VORGELEGTER TEXT:
□ □ □ □
Illustration des Hôtel du Chemin de Fer

Die Bahnhofshotels


Ein Hotel an einem Bahnhof zu eröffnen, es sei denn, es handelt sich um einen kleinen Weiler, war immer eine gute Idee. Mit der Namensgebung mussten sich die Hoteliers nicht anstrengen. Viele nannten ihre Etablissements »Hotel zur Eisenbahn« oder in Frankreich »Hôtel du Chemin de Fer« – in zahlreichen Variationen. Die Gäste wussten intuitiv, wo sie ihre Bleibe zu suchen hatten.

In großen Städten wie Paris, London oder Berlin war und ist es empfehlenswert, ein wenig spezifischer zu sein. In Lüttich schien das offenbar nicht notwendig zu sein.
□ □ □ □
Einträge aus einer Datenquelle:

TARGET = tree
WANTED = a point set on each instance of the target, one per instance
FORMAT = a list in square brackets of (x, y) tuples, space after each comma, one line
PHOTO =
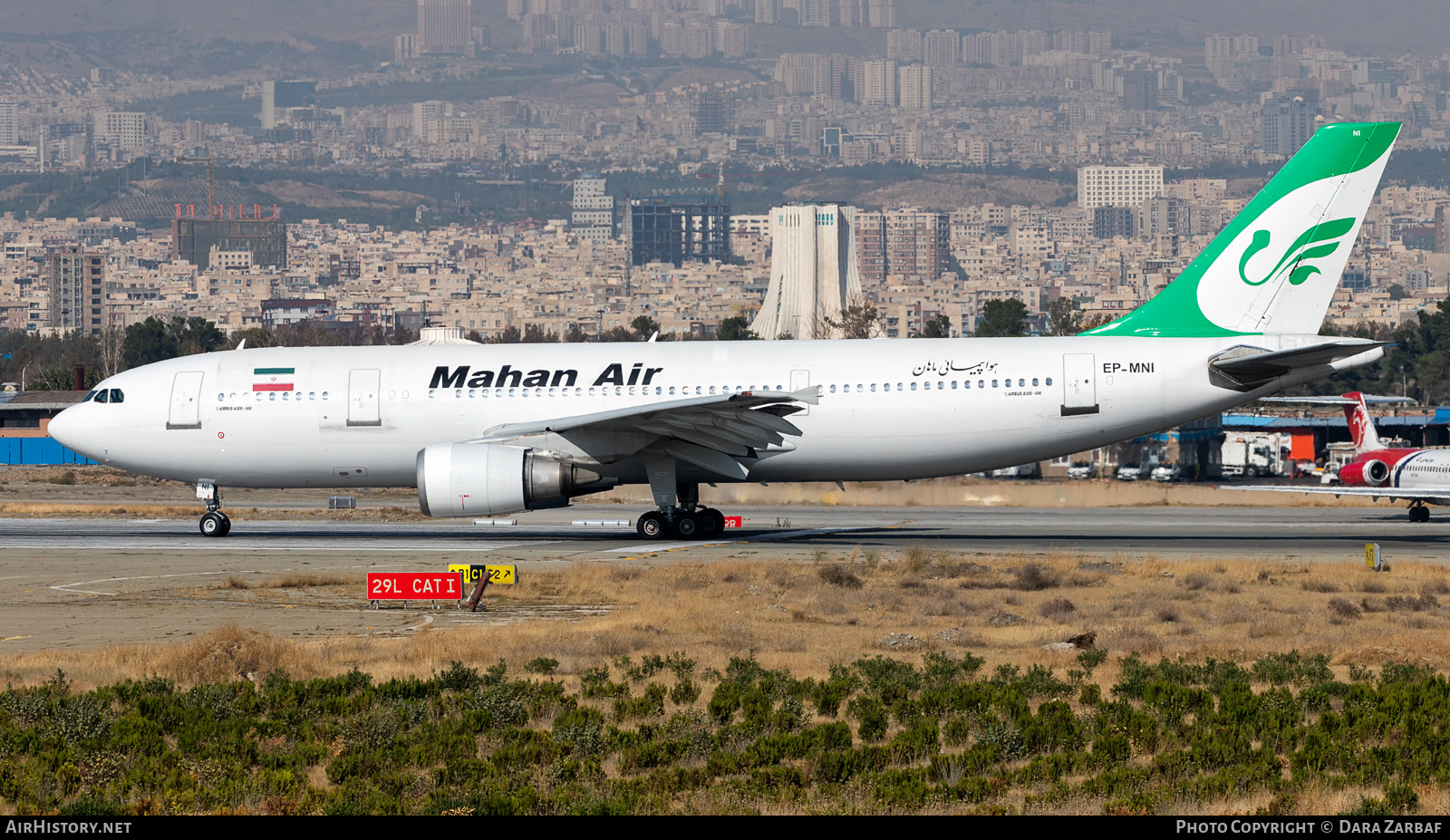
[(147, 343), (195, 335), (1063, 318), (1002, 318), (939, 327), (859, 320), (644, 325), (736, 328)]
□ □ □ □
VORGEGEBENES ZIEL:
Kannst du den Text über die Bahnhofshotels nach seinem letzten Satz aufgreifen und weiterschreiben?

GELÖSTE AUFGABE:
Als Maigret versuchte, zu ergründen, warum sich Louis Jeunet umgebracht hatte, stieß er in Bremen auf den Geschäftsmann van Damme. An den Aspekten des Falls war einiges komisch, im Sinne von merkwürdig. Nicht so verdächtig, dass man dafür durch mehrere Länder reisen müsste. Das Verhalten dieses Typen jedoch, sein ständiges Auftauchen, dieses Anbiedern – das war Maigret suspekt.

Nach einem Vorfall auf der gemeinsamen Rückfahrt der beiden von Reims nach Paris stand van Damme im Fokus der Ermittlungen. Als der Kommissar erfuhr, dass der Mann nach Lüttich fuhr, machte er sich auch gleich auf die Socken. Im Nachtzug ging es nach Belgien.

Wer es noch nicht gelesen hat, das lief so ab: Maigret fährt mit dem Taxi zum Bahnhof, Schnitt, Maigret kommt aus dem Hotel.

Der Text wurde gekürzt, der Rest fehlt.